Below are the entries; output exactly the lines from the one containing "Where can the ambulance" through the final line, inclusive.

++++++++++

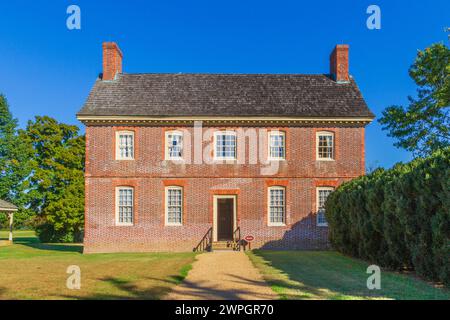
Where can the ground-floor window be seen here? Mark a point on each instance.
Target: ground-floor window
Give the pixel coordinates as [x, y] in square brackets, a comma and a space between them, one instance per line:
[277, 201]
[322, 195]
[125, 205]
[174, 206]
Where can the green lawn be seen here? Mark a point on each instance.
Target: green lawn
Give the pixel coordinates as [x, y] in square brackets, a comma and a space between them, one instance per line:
[31, 270]
[330, 275]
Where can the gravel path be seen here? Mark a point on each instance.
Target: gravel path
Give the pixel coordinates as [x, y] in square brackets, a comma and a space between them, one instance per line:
[222, 275]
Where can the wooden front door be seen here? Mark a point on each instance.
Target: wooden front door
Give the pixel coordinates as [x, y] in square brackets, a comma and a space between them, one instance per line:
[225, 219]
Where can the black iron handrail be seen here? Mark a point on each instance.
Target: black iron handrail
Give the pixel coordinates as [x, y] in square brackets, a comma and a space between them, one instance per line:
[237, 238]
[205, 243]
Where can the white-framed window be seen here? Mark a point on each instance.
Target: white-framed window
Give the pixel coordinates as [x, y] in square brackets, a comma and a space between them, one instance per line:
[125, 145]
[277, 206]
[174, 145]
[277, 145]
[225, 145]
[322, 195]
[174, 206]
[325, 145]
[124, 206]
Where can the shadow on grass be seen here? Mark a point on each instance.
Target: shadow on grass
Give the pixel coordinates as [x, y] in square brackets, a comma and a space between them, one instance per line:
[329, 275]
[33, 242]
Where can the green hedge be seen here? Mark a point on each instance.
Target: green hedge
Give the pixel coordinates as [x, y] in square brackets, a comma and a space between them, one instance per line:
[397, 218]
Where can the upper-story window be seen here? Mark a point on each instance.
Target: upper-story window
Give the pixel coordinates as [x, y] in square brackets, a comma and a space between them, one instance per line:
[325, 145]
[125, 145]
[174, 145]
[174, 206]
[277, 145]
[124, 206]
[225, 143]
[322, 195]
[277, 205]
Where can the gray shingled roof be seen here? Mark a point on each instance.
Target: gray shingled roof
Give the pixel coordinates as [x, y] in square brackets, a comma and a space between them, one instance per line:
[225, 95]
[6, 205]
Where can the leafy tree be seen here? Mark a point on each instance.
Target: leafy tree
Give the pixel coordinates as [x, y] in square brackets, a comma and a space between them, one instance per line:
[57, 180]
[423, 126]
[14, 168]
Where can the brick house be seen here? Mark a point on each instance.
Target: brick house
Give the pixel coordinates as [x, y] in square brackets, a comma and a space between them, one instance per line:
[174, 161]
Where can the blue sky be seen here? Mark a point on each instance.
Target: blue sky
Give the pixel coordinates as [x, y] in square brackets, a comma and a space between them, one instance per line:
[45, 69]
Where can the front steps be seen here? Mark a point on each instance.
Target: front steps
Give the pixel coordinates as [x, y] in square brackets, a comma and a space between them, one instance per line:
[224, 246]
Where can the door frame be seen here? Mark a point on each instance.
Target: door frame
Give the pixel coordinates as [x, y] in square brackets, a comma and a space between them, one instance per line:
[215, 214]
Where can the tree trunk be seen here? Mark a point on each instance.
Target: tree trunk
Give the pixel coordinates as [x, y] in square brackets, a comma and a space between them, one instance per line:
[11, 217]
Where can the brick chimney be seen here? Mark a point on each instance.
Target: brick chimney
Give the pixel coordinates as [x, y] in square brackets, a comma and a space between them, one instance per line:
[112, 60]
[339, 63]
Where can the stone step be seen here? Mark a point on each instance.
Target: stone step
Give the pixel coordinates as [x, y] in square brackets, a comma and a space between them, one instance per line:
[223, 245]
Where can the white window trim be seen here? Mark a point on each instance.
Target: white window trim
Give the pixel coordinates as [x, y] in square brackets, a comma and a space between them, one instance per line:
[277, 133]
[317, 205]
[325, 133]
[122, 224]
[166, 145]
[275, 224]
[166, 205]
[224, 132]
[118, 133]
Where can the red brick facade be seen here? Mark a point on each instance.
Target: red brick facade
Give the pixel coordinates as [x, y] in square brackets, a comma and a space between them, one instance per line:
[149, 173]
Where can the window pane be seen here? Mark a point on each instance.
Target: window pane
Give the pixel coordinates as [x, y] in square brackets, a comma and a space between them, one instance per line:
[325, 148]
[175, 145]
[226, 145]
[174, 206]
[323, 195]
[277, 145]
[276, 207]
[126, 146]
[125, 206]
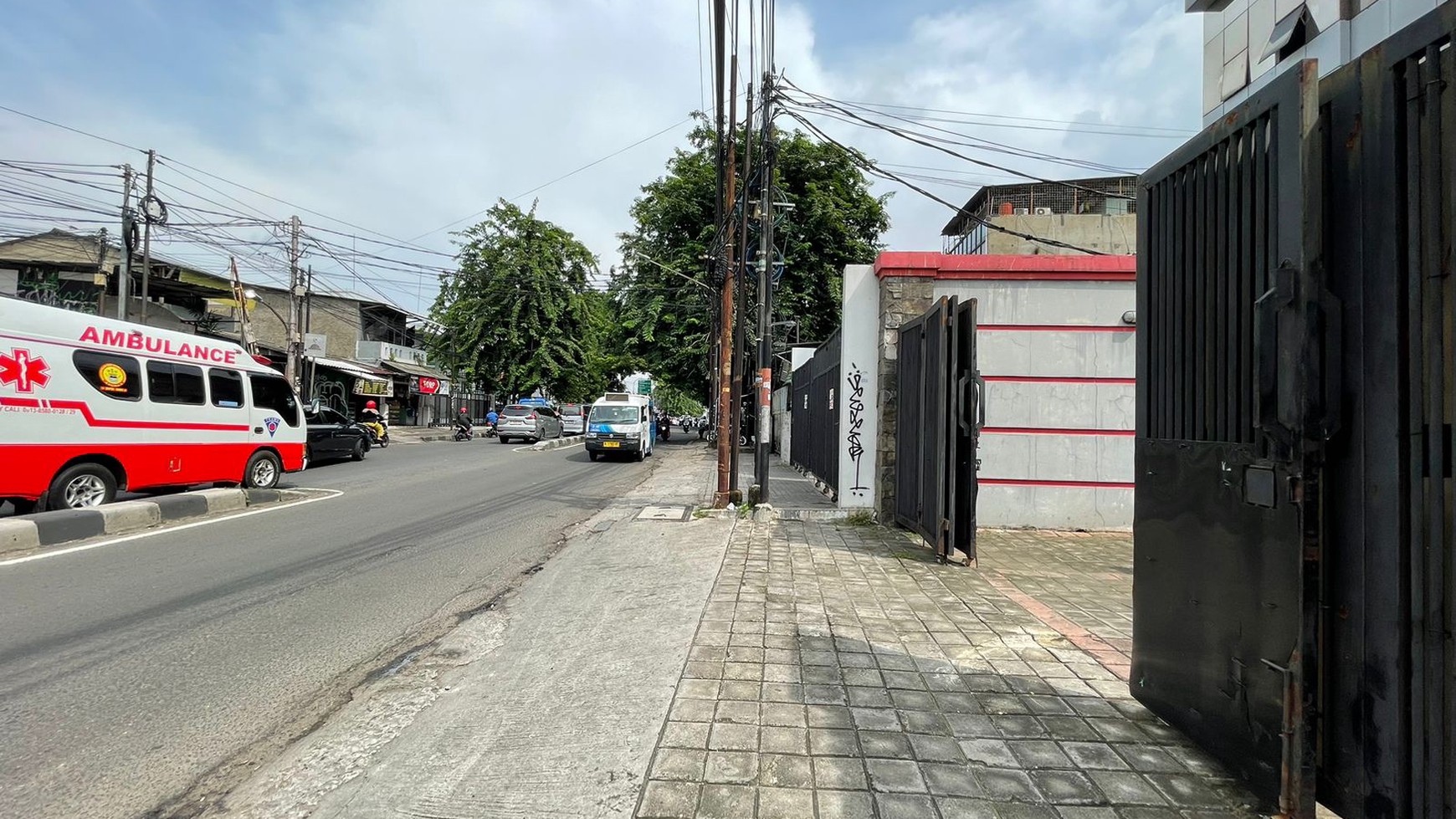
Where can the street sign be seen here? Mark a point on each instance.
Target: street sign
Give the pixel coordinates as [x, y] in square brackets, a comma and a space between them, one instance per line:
[315, 345]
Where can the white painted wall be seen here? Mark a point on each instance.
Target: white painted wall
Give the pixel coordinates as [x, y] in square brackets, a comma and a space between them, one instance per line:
[1095, 345]
[859, 389]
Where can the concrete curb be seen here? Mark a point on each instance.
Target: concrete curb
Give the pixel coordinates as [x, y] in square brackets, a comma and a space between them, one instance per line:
[556, 443]
[127, 517]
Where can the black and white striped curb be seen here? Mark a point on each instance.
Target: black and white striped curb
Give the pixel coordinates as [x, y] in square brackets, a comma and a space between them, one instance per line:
[126, 517]
[558, 443]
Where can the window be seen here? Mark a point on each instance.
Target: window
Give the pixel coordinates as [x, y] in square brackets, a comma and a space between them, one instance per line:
[273, 393]
[112, 376]
[175, 383]
[226, 386]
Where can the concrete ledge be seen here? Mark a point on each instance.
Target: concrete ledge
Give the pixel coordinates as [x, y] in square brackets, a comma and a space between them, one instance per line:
[69, 524]
[133, 514]
[18, 535]
[223, 499]
[556, 443]
[178, 507]
[127, 517]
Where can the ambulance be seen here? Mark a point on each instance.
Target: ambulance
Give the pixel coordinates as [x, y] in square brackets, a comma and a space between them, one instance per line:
[90, 407]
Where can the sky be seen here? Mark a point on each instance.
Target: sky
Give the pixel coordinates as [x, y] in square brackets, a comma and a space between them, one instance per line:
[399, 121]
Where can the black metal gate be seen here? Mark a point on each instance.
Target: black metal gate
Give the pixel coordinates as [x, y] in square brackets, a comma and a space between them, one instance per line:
[938, 428]
[1295, 541]
[814, 423]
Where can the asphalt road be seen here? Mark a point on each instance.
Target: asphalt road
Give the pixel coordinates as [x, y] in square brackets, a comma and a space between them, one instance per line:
[131, 673]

++++++++++

- SOLUTION:
Where can the ambulance be seen here? Mark a point on each instance.
Target: ambulance
Give the pixel coordinates as [x, y] in square brackets, a comma and a space between them, one instance per line:
[90, 407]
Where can the sky be seen here? Mark a point on each instance.
Target: sky
Give the pixel coordinates as [x, y] in square brackets, a comma and a space between them, one instance per line:
[399, 121]
Where can the black metal gate be seen here? Mark a point on each instance.
Target: black metal gate
Give the pixel coordinates as [x, y] in square brackets, a comma and a space between them, one instance per line:
[938, 428]
[1295, 541]
[814, 423]
Where can the asphalt road be seen here? Mark a point on each instance.
Target: asphalt road
Give the pixel coordinates as [x, y] in square brackets, a comma and a space between them, one instance per line:
[131, 673]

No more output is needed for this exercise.